- **STATED PROBLEM**
Reproduce the data exactly and drop any pictures it holds.

- **DATA**
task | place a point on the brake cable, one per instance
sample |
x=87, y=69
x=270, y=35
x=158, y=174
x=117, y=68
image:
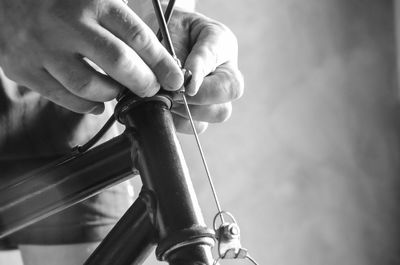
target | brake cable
x=228, y=232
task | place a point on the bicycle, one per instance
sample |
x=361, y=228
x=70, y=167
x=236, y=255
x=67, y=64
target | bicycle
x=166, y=212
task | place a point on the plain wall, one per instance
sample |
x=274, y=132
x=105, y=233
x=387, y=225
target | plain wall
x=308, y=163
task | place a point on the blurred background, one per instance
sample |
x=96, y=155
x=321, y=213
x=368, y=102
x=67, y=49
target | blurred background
x=309, y=161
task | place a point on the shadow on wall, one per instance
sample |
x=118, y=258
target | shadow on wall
x=308, y=163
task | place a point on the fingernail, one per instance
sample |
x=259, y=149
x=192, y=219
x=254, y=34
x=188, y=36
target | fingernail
x=174, y=80
x=152, y=91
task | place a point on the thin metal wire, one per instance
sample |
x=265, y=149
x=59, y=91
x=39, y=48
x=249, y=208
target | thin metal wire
x=203, y=158
x=163, y=27
x=251, y=259
x=168, y=43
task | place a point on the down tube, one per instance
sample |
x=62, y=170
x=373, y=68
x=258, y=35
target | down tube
x=183, y=237
x=132, y=238
x=60, y=185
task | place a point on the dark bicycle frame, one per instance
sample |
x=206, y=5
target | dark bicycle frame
x=166, y=214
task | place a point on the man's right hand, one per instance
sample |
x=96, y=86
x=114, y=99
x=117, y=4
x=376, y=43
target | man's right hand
x=43, y=44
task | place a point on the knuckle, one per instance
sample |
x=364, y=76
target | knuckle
x=138, y=38
x=234, y=85
x=224, y=112
x=81, y=85
x=118, y=59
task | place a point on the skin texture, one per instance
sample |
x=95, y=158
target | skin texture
x=51, y=49
x=81, y=54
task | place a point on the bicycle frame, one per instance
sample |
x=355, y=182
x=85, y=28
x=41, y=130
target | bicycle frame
x=166, y=214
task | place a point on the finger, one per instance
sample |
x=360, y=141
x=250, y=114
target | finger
x=209, y=113
x=182, y=125
x=224, y=85
x=214, y=45
x=126, y=25
x=43, y=83
x=81, y=79
x=118, y=60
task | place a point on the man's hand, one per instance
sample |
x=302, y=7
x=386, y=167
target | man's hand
x=43, y=46
x=209, y=50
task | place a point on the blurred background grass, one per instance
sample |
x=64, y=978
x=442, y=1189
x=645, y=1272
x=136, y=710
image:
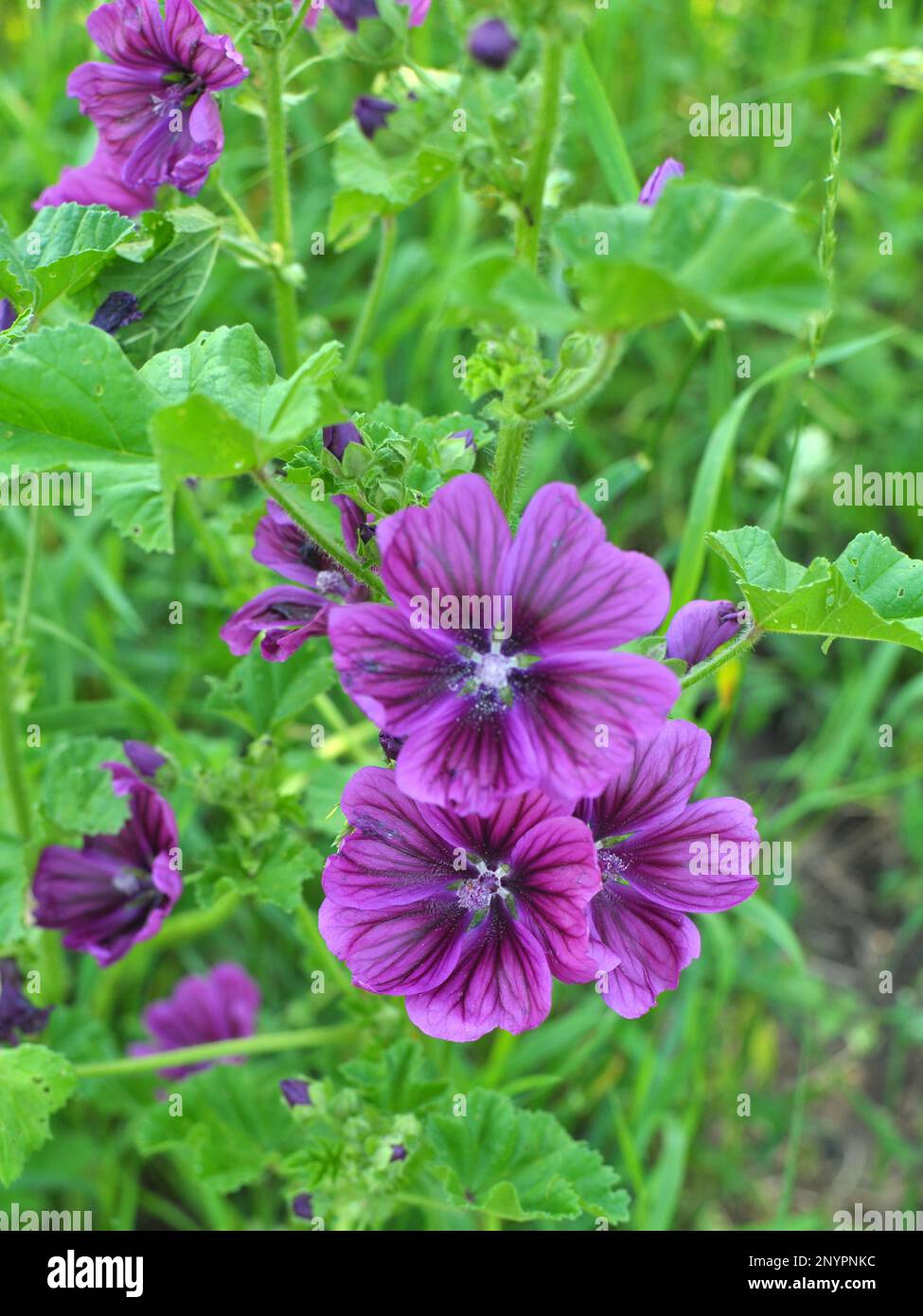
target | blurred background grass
x=785, y=1003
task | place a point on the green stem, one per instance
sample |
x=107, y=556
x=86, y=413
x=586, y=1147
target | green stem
x=741, y=644
x=389, y=236
x=509, y=445
x=528, y=226
x=286, y=306
x=262, y=1043
x=276, y=489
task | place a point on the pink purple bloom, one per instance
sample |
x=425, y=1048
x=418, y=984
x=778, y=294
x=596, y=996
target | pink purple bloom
x=219, y=1005
x=19, y=1018
x=491, y=44
x=659, y=179
x=497, y=664
x=116, y=890
x=661, y=858
x=98, y=183
x=154, y=104
x=701, y=627
x=468, y=917
x=349, y=12
x=289, y=614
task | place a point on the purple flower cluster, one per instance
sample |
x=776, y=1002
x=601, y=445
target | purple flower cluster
x=153, y=105
x=536, y=824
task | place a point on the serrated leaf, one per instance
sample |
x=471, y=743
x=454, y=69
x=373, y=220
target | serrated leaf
x=872, y=591
x=521, y=1165
x=34, y=1082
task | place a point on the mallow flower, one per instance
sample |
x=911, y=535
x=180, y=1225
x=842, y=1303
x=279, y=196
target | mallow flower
x=701, y=627
x=659, y=179
x=497, y=664
x=349, y=12
x=467, y=917
x=116, y=890
x=289, y=614
x=660, y=860
x=154, y=104
x=209, y=1008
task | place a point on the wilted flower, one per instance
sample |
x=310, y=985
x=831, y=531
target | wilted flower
x=117, y=311
x=491, y=44
x=701, y=627
x=154, y=104
x=349, y=12
x=220, y=1005
x=289, y=614
x=116, y=890
x=659, y=179
x=661, y=858
x=98, y=183
x=17, y=1013
x=495, y=665
x=370, y=115
x=468, y=917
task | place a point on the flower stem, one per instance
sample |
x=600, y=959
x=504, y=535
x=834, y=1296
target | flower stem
x=286, y=306
x=374, y=293
x=509, y=445
x=276, y=489
x=741, y=644
x=528, y=225
x=261, y=1043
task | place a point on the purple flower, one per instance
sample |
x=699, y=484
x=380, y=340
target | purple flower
x=212, y=1008
x=337, y=437
x=295, y=1092
x=98, y=183
x=116, y=890
x=17, y=1013
x=701, y=627
x=661, y=858
x=349, y=12
x=468, y=917
x=370, y=115
x=661, y=175
x=289, y=614
x=495, y=664
x=144, y=758
x=491, y=44
x=154, y=104
x=117, y=311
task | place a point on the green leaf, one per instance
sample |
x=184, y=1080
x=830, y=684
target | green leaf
x=703, y=249
x=34, y=1082
x=521, y=1165
x=872, y=591
x=67, y=245
x=77, y=790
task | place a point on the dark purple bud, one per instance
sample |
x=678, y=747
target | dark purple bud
x=659, y=179
x=117, y=311
x=144, y=758
x=337, y=437
x=700, y=628
x=371, y=114
x=17, y=1015
x=491, y=44
x=390, y=745
x=295, y=1092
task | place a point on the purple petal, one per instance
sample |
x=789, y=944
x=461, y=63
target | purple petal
x=501, y=981
x=640, y=947
x=570, y=587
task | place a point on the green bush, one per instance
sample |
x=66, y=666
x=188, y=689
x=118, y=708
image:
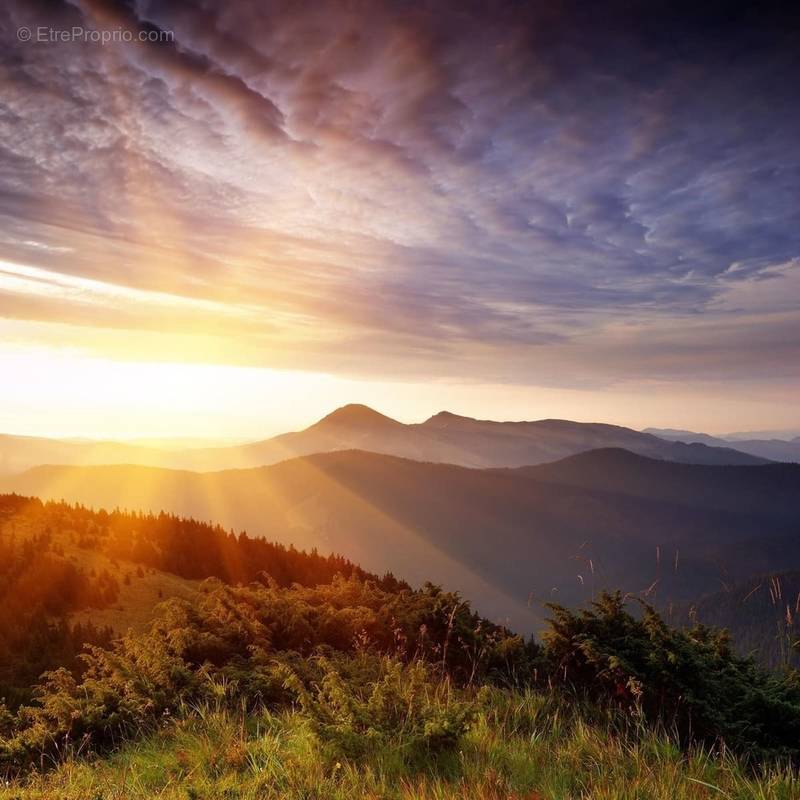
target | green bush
x=689, y=680
x=365, y=703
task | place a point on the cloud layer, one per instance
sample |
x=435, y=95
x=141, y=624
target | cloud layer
x=513, y=192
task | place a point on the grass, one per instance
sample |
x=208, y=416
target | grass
x=522, y=746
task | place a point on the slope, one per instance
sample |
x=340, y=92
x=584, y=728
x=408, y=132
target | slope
x=505, y=538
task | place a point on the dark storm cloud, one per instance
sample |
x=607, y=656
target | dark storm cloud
x=505, y=183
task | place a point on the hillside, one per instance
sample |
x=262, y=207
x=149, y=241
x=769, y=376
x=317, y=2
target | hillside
x=444, y=438
x=773, y=449
x=70, y=575
x=761, y=613
x=507, y=539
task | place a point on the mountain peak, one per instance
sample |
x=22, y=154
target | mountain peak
x=357, y=414
x=445, y=418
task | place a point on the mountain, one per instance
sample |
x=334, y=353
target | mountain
x=761, y=613
x=506, y=538
x=18, y=453
x=444, y=438
x=771, y=449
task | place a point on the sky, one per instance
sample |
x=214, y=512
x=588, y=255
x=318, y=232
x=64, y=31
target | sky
x=229, y=218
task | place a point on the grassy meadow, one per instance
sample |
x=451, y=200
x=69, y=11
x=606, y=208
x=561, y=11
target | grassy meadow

- **FINAL RESULT**
task | place a point on the brake cable, one per instance
sample |
x=87, y=69
x=270, y=35
x=158, y=174
x=117, y=68
image:
target | brake cable
x=228, y=232
task | place a point on the bicycle, one per instance
sample |
x=361, y=228
x=70, y=167
x=236, y=255
x=67, y=64
target | bicycle
x=166, y=212
task | place a point on the plain wall, one per instance
sample |
x=274, y=132
x=105, y=233
x=387, y=225
target | plain wall
x=308, y=163
task | place a point on the blurred background, one per instance
sample |
x=96, y=155
x=321, y=213
x=368, y=102
x=67, y=49
target | blurred background
x=309, y=161
task | place a point on the shadow on wall, one per instance
sample |
x=118, y=258
target | shadow on wall
x=308, y=163
task | place a point on the fingernail, one per instance
sample |
x=259, y=149
x=192, y=219
x=254, y=34
x=188, y=36
target | fingernail
x=174, y=80
x=152, y=91
task | place a point on the thin metal wire, one per instance
sample |
x=265, y=149
x=59, y=91
x=39, y=48
x=249, y=208
target | thin metal wire
x=203, y=158
x=163, y=27
x=251, y=259
x=168, y=43
task | place a point on the down tube, one per instance
sample |
x=62, y=170
x=373, y=68
x=258, y=35
target | down tube
x=183, y=237
x=132, y=238
x=60, y=185
task | place a point on the dark bicycle frame, one per instance
sample |
x=206, y=5
target | dark bicycle frame
x=166, y=214
task | place a point on the man's right hand, one per instance
sample |
x=96, y=86
x=114, y=99
x=117, y=4
x=376, y=43
target | man's right hand
x=43, y=44
task | place a point on the knuckle, one per instance
sample |
x=364, y=76
target | knuckle
x=138, y=38
x=234, y=85
x=224, y=112
x=81, y=85
x=118, y=59
task | place a point on the skin texture, one per instance
sample |
x=95, y=158
target | skin texture
x=51, y=49
x=81, y=54
task | place a point on the bicycle frame, one per instance
sample |
x=355, y=182
x=85, y=28
x=41, y=130
target | bicycle frame
x=166, y=214
task | place a point on the finger, one per instance
sample |
x=360, y=141
x=250, y=114
target | finger
x=209, y=113
x=182, y=125
x=224, y=85
x=214, y=45
x=126, y=25
x=43, y=83
x=81, y=79
x=118, y=60
task | place a point on the man's hand, one per instance
sample |
x=302, y=7
x=386, y=167
target | man's hand
x=43, y=46
x=209, y=50
task | place a point on the blurred background grass, one per instance
sample |
x=64, y=978
x=442, y=1189
x=645, y=1272
x=136, y=710
image:
target | blurred background grass
x=785, y=1003
task | place a point on the green stem, one per instance
sample |
x=107, y=556
x=86, y=413
x=586, y=1147
target | green stem
x=741, y=644
x=389, y=236
x=509, y=445
x=528, y=226
x=286, y=306
x=262, y=1043
x=276, y=489
task | place a point on the pink purple bloom, one per instance
sample |
x=425, y=1048
x=418, y=984
x=778, y=294
x=596, y=996
target | pink purple bloom
x=219, y=1005
x=19, y=1018
x=491, y=44
x=659, y=179
x=497, y=664
x=116, y=890
x=661, y=858
x=98, y=183
x=154, y=104
x=701, y=627
x=468, y=917
x=349, y=12
x=289, y=614
task | place a point on the purple flower cluster, one per instance
sample |
x=776, y=1002
x=601, y=445
target | purple flower cluster
x=153, y=105
x=536, y=824
task | place a point on the serrated leaf, one per instance
sample |
x=471, y=743
x=454, y=69
x=373, y=220
target | serrated leaf
x=872, y=591
x=521, y=1165
x=34, y=1082
task | place a point on the mallow flower, one per instance
sample |
x=911, y=535
x=180, y=1225
x=842, y=1303
x=279, y=196
target | mallow flower
x=701, y=627
x=659, y=179
x=497, y=664
x=349, y=12
x=467, y=917
x=116, y=890
x=289, y=614
x=660, y=860
x=154, y=104
x=209, y=1008
task | place a point on the wilted flower, one per instance
sample |
x=310, y=985
x=831, y=531
target | wilted flower
x=117, y=311
x=491, y=44
x=701, y=627
x=154, y=104
x=349, y=12
x=220, y=1005
x=289, y=614
x=116, y=890
x=659, y=179
x=661, y=858
x=98, y=183
x=17, y=1013
x=495, y=665
x=370, y=115
x=468, y=917
task | place a point on the flower stem, one per instance
sample |
x=600, y=959
x=504, y=535
x=834, y=1296
target | flower stem
x=286, y=306
x=374, y=293
x=509, y=445
x=276, y=489
x=741, y=644
x=528, y=225
x=261, y=1043
task | place a point on the purple flower, one per instance
sample |
x=699, y=484
x=380, y=340
target | purple flower
x=212, y=1008
x=337, y=437
x=295, y=1092
x=98, y=183
x=116, y=890
x=17, y=1013
x=701, y=627
x=661, y=858
x=349, y=12
x=468, y=917
x=370, y=115
x=661, y=175
x=289, y=614
x=495, y=664
x=144, y=758
x=491, y=44
x=154, y=104
x=117, y=311
task | place a point on the green leaf, one per instance
sample |
x=184, y=1080
x=830, y=684
target | green leaf
x=703, y=249
x=34, y=1082
x=521, y=1165
x=872, y=591
x=67, y=245
x=77, y=790
task | place a point on the dark purple bud, one per instance
sample |
x=678, y=747
target | dark purple bud
x=659, y=179
x=117, y=311
x=144, y=758
x=337, y=437
x=700, y=628
x=371, y=114
x=17, y=1015
x=491, y=44
x=390, y=745
x=295, y=1092
task | place a point on the purple petal, one per instance
sample |
x=789, y=944
x=461, y=63
target | purple petal
x=501, y=981
x=640, y=947
x=570, y=587
task | place a point on the green bush, one per instance
sample |
x=66, y=666
x=188, y=689
x=118, y=708
image:
target | green bush
x=689, y=680
x=365, y=703
task | place a point on the cloud layer, one per instance
sample |
x=435, y=95
x=141, y=624
target | cloud layer
x=513, y=192
task | place a point on the grass, one per instance
sample |
x=208, y=416
target | grass
x=522, y=746
task | place a point on the slope, one per instance
sample |
x=340, y=92
x=584, y=728
x=408, y=132
target | slope
x=505, y=538
task | place a point on the dark storm cloud, one per instance
sample |
x=607, y=656
target | dark storm cloud
x=505, y=183
task | place a point on the hillside, one per instance
sample |
x=262, y=207
x=149, y=241
x=769, y=376
x=317, y=2
target | hillside
x=444, y=438
x=773, y=449
x=70, y=575
x=761, y=613
x=507, y=539
task | place a point on the mountain peak, one per instance
sample |
x=22, y=154
target | mountain peak
x=357, y=414
x=445, y=418
task | place a point on the mountain, one per instance
sample |
x=334, y=353
target | mountain
x=761, y=613
x=506, y=538
x=18, y=453
x=444, y=438
x=771, y=449
task | place a point on the sky, one per instance
sample |
x=214, y=512
x=588, y=255
x=318, y=232
x=64, y=31
target | sky
x=229, y=218
task | place a point on the grassy meadow, one per instance
sample |
x=451, y=200
x=69, y=11
x=606, y=208
x=561, y=11
target | grassy meadow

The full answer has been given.